(Directions for this task) Pull out each row below that contains the word "person" and list those rows in their original order.
• • •
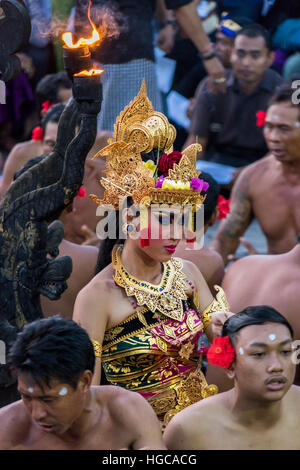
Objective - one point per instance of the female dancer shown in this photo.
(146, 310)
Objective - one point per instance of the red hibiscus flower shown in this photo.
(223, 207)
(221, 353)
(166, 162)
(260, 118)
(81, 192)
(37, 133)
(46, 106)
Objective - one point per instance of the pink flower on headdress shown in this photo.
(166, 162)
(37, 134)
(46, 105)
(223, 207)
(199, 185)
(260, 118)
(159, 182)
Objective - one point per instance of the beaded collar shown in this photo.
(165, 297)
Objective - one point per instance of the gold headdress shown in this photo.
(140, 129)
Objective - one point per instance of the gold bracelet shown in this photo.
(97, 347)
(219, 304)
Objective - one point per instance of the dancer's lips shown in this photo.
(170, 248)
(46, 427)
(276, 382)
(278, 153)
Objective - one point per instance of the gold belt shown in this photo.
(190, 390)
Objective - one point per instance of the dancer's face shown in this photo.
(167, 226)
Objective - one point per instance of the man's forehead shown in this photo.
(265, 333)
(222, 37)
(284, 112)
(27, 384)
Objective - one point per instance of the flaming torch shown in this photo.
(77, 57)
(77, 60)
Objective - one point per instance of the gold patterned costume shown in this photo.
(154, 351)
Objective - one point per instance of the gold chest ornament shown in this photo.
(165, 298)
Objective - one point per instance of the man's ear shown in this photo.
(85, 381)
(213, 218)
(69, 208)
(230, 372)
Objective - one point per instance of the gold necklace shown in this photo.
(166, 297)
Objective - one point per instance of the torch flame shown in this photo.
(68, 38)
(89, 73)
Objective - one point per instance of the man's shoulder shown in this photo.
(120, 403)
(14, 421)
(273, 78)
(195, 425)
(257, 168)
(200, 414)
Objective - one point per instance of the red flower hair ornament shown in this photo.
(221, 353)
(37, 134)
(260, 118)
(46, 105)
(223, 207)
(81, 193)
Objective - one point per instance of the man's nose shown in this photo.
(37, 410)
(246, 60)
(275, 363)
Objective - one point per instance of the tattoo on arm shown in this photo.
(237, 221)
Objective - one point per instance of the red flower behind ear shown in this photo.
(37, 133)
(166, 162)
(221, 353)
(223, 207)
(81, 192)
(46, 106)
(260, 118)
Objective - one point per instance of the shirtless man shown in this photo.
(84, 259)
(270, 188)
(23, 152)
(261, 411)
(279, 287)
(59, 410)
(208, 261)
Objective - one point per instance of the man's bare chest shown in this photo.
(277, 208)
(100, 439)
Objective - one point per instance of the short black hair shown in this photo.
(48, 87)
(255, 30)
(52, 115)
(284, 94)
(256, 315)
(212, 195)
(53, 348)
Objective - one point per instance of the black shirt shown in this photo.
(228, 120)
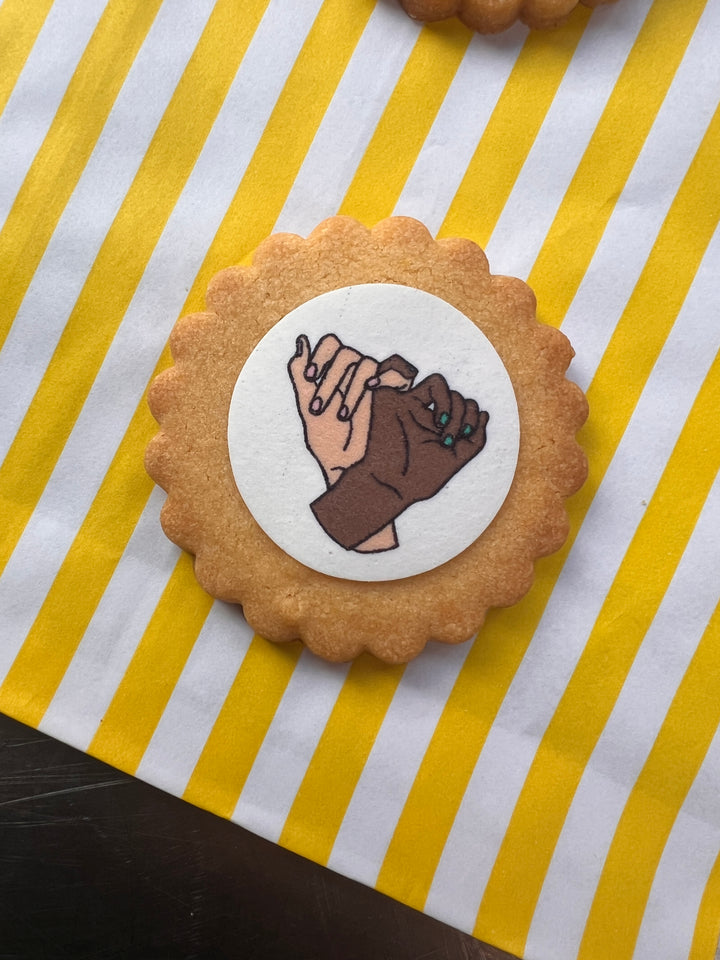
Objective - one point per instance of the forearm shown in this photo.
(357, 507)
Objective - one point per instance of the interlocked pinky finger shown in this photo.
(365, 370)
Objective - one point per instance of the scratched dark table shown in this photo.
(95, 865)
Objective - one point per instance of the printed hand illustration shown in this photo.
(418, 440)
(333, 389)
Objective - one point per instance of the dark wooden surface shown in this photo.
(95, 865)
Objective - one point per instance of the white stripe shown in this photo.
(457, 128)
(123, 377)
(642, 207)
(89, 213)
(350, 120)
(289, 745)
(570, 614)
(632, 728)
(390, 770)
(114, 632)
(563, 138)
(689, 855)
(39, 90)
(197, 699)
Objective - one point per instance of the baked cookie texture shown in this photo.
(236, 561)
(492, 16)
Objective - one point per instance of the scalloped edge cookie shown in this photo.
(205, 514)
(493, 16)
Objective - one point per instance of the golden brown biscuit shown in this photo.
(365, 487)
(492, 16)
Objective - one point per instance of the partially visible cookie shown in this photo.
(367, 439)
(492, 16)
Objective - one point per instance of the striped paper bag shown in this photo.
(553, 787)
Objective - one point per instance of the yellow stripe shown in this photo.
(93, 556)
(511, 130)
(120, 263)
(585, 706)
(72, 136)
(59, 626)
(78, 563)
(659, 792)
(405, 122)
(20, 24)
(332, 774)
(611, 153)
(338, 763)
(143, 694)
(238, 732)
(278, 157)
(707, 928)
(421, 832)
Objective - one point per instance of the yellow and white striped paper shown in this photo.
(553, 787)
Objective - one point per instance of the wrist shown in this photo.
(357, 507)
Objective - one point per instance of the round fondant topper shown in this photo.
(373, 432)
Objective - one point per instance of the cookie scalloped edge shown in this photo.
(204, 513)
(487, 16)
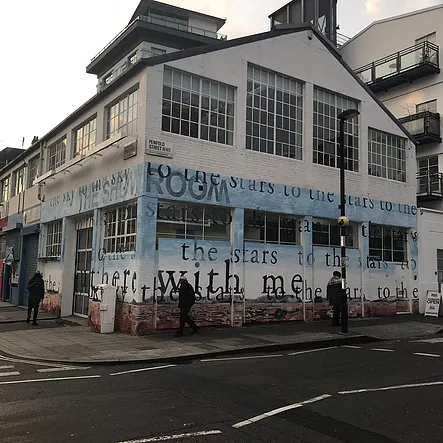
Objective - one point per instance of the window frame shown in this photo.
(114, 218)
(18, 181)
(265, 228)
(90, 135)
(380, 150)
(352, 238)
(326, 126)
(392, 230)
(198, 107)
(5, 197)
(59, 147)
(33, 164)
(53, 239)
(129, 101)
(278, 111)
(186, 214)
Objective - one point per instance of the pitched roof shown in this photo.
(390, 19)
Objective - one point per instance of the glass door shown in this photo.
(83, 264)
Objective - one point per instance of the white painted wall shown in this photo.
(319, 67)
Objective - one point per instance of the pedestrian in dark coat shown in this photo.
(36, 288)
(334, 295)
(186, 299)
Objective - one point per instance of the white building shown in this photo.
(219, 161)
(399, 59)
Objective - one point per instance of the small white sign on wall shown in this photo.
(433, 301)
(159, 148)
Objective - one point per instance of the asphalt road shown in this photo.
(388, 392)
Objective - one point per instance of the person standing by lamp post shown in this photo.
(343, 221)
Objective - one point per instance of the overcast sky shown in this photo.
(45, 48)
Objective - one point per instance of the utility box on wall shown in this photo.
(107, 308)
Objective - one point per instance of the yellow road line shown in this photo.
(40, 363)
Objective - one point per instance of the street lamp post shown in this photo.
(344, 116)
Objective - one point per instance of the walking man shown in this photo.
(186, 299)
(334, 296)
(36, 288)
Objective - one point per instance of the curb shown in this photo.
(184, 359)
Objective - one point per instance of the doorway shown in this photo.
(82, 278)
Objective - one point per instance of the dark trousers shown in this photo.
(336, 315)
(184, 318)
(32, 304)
• • •
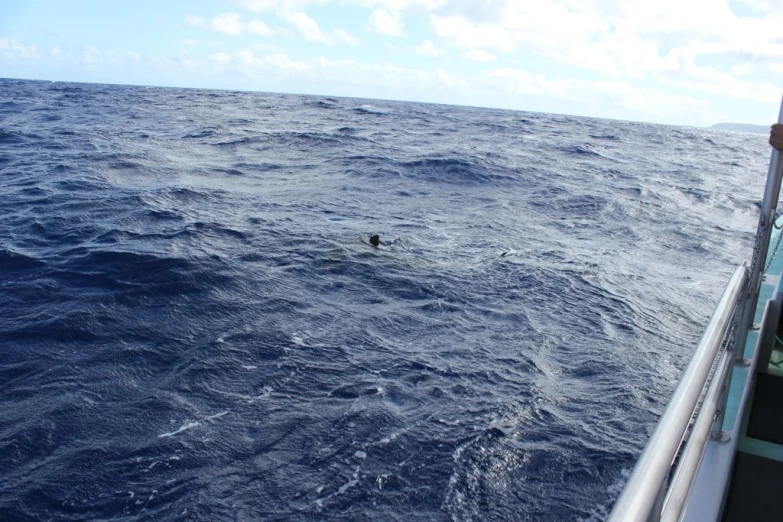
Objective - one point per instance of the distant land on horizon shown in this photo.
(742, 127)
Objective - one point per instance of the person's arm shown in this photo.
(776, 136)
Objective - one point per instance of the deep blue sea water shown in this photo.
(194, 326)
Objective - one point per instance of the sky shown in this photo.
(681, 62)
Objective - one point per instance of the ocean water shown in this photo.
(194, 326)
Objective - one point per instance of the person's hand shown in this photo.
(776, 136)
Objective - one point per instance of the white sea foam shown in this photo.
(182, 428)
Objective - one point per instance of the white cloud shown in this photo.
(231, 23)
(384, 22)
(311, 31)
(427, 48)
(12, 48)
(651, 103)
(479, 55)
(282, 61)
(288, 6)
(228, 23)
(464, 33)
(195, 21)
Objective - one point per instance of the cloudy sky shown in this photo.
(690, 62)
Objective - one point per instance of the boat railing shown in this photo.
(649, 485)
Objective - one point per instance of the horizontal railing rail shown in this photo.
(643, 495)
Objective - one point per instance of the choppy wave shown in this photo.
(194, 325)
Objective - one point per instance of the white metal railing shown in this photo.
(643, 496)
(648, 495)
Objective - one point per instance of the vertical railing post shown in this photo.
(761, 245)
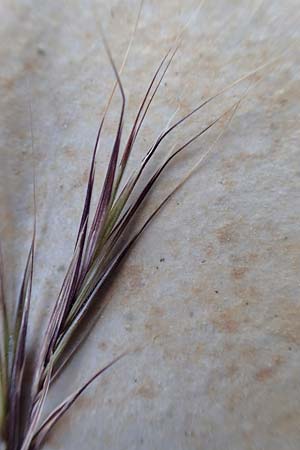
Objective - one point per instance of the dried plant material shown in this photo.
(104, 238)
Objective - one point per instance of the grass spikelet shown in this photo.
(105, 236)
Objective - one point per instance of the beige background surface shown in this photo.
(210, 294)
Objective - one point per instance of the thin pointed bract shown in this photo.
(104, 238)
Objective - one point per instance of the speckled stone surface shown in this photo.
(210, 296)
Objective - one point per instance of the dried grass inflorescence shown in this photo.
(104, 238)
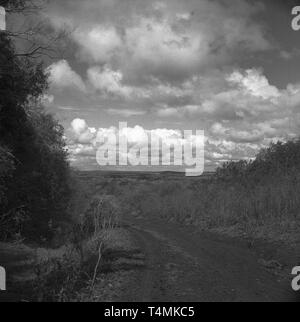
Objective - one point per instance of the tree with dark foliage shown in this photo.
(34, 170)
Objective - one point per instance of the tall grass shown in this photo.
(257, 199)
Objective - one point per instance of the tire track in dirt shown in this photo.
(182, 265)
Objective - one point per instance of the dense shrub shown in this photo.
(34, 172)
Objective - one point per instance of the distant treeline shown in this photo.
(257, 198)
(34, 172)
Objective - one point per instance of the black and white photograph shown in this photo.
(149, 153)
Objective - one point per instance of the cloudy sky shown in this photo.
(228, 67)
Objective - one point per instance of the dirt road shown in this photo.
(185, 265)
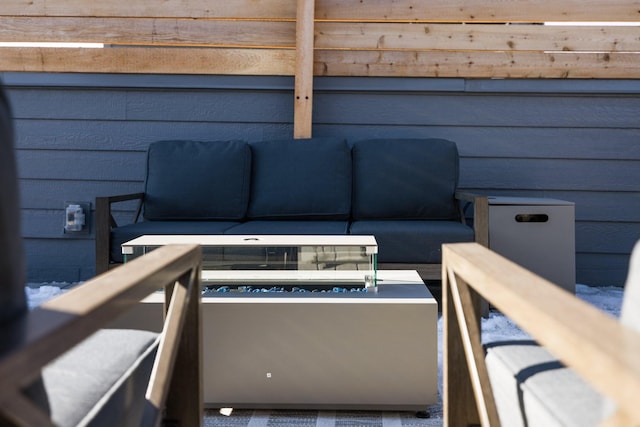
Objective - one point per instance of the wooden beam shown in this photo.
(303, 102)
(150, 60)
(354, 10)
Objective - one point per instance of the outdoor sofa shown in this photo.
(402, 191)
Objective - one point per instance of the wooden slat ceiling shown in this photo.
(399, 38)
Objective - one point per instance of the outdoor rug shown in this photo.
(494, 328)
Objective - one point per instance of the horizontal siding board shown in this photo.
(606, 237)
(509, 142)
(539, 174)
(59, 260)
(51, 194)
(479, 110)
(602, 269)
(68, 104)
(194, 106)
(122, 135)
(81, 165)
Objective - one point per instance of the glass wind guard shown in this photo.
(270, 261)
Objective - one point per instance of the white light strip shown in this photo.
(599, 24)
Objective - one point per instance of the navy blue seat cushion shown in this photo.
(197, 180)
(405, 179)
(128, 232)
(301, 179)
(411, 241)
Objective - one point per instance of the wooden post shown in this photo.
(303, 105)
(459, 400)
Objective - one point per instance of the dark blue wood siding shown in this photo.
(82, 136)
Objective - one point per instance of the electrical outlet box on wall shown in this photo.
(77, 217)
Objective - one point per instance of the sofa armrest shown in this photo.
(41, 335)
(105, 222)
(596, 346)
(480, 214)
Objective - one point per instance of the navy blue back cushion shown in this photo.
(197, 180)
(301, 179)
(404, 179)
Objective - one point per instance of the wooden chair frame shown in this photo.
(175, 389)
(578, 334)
• • •
(In response)
Objective - one point per instance of the person standing by lamp post shown in this photo.
Objective - one point per instance of the person's arm shown in this photo.
Objective - one point per instance of the person's hand shown in this photo.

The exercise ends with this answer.